── Materials provided

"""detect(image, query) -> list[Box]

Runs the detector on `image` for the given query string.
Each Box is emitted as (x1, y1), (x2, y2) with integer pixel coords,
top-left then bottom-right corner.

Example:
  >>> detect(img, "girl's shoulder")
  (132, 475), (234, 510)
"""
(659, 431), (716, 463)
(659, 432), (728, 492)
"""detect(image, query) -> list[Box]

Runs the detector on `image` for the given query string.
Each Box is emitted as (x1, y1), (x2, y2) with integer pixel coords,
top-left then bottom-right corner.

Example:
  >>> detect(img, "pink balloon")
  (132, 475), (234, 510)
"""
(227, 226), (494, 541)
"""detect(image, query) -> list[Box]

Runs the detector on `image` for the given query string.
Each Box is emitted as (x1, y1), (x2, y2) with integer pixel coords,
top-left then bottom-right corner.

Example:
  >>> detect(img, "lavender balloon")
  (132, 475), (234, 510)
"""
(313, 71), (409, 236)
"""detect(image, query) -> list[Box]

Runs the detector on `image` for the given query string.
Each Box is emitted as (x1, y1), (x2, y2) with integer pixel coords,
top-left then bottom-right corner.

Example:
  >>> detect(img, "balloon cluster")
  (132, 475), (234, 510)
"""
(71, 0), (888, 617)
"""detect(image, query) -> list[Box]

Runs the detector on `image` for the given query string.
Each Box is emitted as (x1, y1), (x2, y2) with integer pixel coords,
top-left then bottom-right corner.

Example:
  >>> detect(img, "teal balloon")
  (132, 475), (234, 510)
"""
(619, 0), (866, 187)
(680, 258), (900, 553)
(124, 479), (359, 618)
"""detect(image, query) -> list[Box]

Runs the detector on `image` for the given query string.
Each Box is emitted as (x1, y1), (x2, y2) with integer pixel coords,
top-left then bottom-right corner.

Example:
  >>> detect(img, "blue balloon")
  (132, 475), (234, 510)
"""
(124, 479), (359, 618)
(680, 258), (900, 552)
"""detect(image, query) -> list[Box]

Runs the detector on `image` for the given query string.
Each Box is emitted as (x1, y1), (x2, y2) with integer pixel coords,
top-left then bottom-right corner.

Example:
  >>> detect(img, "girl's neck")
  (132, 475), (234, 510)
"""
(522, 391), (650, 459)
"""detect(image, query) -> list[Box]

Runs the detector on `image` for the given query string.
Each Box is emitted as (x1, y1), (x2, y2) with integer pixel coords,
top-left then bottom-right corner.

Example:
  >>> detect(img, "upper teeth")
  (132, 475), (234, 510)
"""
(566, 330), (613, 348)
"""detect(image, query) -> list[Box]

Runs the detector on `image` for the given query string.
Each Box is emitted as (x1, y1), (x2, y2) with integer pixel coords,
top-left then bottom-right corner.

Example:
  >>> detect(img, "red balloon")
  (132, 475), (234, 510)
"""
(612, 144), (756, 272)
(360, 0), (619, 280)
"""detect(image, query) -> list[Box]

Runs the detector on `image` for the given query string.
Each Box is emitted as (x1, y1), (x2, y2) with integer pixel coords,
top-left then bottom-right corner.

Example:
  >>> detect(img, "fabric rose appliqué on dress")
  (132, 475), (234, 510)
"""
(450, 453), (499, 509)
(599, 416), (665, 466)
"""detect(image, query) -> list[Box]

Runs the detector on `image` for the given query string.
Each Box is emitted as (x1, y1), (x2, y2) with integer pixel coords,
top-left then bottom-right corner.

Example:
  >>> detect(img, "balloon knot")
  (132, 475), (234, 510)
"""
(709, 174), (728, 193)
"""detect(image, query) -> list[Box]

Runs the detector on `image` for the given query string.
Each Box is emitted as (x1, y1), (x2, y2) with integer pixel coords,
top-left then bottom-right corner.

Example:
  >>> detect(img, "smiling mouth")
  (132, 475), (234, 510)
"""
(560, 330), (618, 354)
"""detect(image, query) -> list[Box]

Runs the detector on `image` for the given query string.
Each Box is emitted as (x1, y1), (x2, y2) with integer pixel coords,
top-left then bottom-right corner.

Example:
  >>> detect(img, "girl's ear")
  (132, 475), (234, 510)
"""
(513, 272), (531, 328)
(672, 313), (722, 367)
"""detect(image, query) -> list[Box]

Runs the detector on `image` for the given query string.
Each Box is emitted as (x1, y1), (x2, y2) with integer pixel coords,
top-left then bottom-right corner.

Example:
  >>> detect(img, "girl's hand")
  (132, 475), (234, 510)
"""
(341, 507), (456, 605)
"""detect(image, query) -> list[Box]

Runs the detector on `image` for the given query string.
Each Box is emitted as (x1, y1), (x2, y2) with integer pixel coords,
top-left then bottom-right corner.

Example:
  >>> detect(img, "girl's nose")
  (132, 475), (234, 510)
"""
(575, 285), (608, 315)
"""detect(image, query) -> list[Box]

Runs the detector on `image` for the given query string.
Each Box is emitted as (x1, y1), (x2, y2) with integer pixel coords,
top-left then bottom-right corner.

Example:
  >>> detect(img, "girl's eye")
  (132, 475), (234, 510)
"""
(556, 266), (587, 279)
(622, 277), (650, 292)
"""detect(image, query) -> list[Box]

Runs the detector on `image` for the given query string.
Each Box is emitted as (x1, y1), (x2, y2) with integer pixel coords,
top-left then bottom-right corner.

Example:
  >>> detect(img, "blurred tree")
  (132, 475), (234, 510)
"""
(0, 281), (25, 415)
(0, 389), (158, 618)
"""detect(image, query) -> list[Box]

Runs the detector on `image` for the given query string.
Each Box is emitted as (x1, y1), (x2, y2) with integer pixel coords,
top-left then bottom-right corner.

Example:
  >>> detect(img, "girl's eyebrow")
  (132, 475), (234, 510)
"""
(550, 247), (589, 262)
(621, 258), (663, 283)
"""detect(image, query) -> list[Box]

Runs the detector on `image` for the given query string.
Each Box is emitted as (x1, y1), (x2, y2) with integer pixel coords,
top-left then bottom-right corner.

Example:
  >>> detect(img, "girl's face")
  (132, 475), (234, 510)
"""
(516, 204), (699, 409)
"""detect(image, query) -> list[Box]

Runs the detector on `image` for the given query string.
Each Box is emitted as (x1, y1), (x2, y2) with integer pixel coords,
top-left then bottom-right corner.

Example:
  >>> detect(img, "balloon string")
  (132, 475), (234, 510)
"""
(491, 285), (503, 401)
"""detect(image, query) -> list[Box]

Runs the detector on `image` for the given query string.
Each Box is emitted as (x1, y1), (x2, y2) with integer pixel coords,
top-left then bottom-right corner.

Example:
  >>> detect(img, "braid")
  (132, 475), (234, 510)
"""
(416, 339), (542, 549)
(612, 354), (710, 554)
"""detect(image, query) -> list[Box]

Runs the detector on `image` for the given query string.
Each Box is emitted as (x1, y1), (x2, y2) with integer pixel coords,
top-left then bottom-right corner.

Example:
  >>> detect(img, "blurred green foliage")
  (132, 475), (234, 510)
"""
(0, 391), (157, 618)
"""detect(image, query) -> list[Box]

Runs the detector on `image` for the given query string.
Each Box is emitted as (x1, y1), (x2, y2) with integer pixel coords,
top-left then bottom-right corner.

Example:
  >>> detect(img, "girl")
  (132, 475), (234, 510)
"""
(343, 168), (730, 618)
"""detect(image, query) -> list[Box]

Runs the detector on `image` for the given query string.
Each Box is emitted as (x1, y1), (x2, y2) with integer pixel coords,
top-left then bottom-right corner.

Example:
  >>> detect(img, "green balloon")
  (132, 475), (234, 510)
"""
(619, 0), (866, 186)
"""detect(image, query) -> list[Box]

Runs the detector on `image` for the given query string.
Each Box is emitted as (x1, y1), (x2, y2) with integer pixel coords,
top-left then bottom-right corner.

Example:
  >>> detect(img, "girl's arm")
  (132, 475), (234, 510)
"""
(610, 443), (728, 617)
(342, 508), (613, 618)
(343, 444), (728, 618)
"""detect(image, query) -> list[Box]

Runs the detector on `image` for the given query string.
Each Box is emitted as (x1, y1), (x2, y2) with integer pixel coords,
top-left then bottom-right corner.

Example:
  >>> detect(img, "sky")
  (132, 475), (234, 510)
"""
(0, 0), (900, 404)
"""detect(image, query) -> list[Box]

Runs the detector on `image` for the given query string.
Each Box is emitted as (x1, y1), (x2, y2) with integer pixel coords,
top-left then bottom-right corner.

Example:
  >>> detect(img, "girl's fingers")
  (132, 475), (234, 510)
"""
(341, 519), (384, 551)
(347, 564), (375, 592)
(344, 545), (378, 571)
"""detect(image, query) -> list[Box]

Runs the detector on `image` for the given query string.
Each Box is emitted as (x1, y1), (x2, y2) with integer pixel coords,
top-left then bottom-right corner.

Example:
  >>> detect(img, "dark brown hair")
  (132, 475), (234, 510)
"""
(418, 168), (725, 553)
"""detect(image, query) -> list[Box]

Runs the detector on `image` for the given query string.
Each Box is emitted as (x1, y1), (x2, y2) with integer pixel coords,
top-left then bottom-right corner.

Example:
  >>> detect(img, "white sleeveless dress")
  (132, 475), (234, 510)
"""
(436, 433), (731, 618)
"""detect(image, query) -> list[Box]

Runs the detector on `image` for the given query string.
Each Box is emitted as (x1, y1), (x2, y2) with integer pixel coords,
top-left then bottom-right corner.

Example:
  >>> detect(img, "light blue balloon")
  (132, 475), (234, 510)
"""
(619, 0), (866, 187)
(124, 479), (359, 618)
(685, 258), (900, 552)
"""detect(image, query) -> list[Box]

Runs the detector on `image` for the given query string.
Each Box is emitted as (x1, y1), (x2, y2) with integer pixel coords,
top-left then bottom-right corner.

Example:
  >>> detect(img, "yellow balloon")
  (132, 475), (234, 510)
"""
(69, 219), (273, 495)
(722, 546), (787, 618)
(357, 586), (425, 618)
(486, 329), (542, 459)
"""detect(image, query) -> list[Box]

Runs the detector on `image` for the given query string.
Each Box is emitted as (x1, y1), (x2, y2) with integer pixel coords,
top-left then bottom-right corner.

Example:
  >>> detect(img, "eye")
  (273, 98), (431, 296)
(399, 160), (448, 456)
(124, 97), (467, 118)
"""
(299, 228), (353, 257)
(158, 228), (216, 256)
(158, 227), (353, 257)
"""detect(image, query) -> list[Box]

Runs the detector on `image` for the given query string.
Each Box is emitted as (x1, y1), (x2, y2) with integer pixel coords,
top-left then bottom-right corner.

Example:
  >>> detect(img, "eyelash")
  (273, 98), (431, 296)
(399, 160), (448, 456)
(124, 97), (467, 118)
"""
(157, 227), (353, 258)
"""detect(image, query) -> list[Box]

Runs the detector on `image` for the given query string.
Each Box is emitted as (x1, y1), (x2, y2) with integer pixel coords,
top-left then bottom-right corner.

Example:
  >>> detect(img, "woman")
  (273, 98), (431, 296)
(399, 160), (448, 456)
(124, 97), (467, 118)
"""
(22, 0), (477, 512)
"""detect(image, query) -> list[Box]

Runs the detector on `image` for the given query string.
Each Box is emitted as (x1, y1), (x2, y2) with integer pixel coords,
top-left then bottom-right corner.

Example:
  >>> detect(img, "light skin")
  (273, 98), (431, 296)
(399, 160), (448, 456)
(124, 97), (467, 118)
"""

────

→ **Set task**
Copy the rows from the beginning through the line that contains "(659, 432), (728, 492)", replacing "detector" with "locator" and leaving everything else unchanged.

→ **Written reply**
"""detect(image, query) -> list[Box]

Runs the locator on `image` for the given query string.
Each Box is emitted as (x1, y1), (x2, y2) with integer pixel coords,
top-left then bottom-right corner.

Example:
  >>> detect(img, "girl's shoulder")
  (132, 475), (234, 510)
"""
(659, 431), (716, 463)
(659, 432), (728, 492)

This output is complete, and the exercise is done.